Travail à faire>
1. Répondez aux questions suivantes à partir du texte sur le microbiote intestinal de l'abeille.
(a) Quelle famille de pesticides le projet de doctorat étudie-t-il ?
(b) D'où les souches bactériennes à caractères probiotiques ont-elles été isolées ?
(c) Combien de livrables le projet proposera-t-il à terme ?
2. Proposez la suite du texte sur le microbiote intestinal de l'abeille, après sa dernière phrase.

Des méthodes alternatives et durables doivent être mises en place dans l’immédiat afin de briser ce cercle vicieux d’utilisation/interdiction de pesticides, responsable de la destruction de notre biodiversité, de la détérioration irrémédiable de la santé de l’homme et de son environnement. L'approche probiotique répond à cette exigence. Mon projet de doctorat consiste à réaliser des expériences en conditions contrôlées, pour étudier l’impact de néonicotinoïdes sur l’homéostasie du microbiote intestinal de l’abeille. Des souches bactériennes à caractères probiotiques  ont été isolées du tractus intestinal de l’abeille pour mesurer leur tolérance vis-à-vis de molécule de néonicotinoïdes en conditions in vitro. Le but étant d’identifier des candidats probiotiques capables de croître en contact avec le pesticide, et de dégrader la molécule toxique en molécule moins toxique et/ou de restaurer les fonctions homéostatiques importantes du microbiote intestinal d’abeilles exposées à des pesticides. Ce projet permettra de mesurer le potentiel de restauration d’un déséquilibre intestinal de l’abeille, avec notre formulation probiotique, en contexte agro-environnemental ; et apportera une meilleure compréhension des interactions fonctionnelles du système abeille-microbiote chez l’Abeille mellifère. À terme, mon projet proposera deux livrables : (a) un outil de bio-surveillance des colonies d’abeilles basé sur des biomarqueurs microbiens sensibles à l’exposition des doses létales/sous-létales de molécules d’insecticides ; (b) Une formulation probiotique composée de bactéries de l’abeille qui aide à restaurer les propriétés métaboliques et protectrices importantes du microbiote de l’abeille dans un contexte d’exposition aux pesticides. À long terme, nous pourrons mettre en place des plans de gestion durables et des solutions alternatives, afin d'améliorer la santé des colonies d’abeilles par des formulations de bactéries probiotiques qui pourront être utilisées à titre curatif et/ou préventif en apiculture.

Contenu des données>
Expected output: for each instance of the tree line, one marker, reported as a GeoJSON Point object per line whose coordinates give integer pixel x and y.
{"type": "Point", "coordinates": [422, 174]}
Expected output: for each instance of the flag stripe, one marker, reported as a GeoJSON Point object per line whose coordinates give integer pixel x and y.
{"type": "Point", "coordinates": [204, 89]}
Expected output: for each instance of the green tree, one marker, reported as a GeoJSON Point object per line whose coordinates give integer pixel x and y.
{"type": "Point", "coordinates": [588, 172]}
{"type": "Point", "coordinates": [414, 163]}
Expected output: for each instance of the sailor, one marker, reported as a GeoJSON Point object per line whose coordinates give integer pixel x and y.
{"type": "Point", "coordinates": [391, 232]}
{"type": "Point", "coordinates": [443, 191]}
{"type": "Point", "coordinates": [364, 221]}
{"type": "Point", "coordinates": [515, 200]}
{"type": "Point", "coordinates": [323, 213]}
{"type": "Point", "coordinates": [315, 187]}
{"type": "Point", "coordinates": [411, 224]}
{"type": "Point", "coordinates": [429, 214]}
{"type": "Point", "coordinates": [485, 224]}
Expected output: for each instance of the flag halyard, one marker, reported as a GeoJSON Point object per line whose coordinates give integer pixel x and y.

Réponses par tâche>
1.
(a) Les néonicotinoïdes.
(b) Du tractus intestinal de l'abeille.
(c) Deux : un outil de bio-surveillance des colonies d'abeilles et une formulation probiotique.

2.
Références :

(1) Klein, S., et al., 2017. Why bees are so vulnerable to environmental stressors. Trends in Ecology and Evolution, 32, 268-278.
(2) Di Prisco, G., et al., 2013. Neonicotinoid clothianidin adversely affects insect immunity and promotes replication of a viral pathogen in honey bees. Proceedings of the National Academy of Sciences, 110(46), 18466-18471.
(3) Moran N. et Raymann K., 2018. The role of the gut microbiome in health and disease of adult honey bee workers, Current Opinion In Insect Science, 26, 97-104.
(4) Guinane C.M. and Cotter P.D., 2013. Role of the gut microbiota in health and chronic gastrointestinal disease: understanding a hidden metabolic organ. Therapeutic Advances in Gastroenterology, 6, 295–308.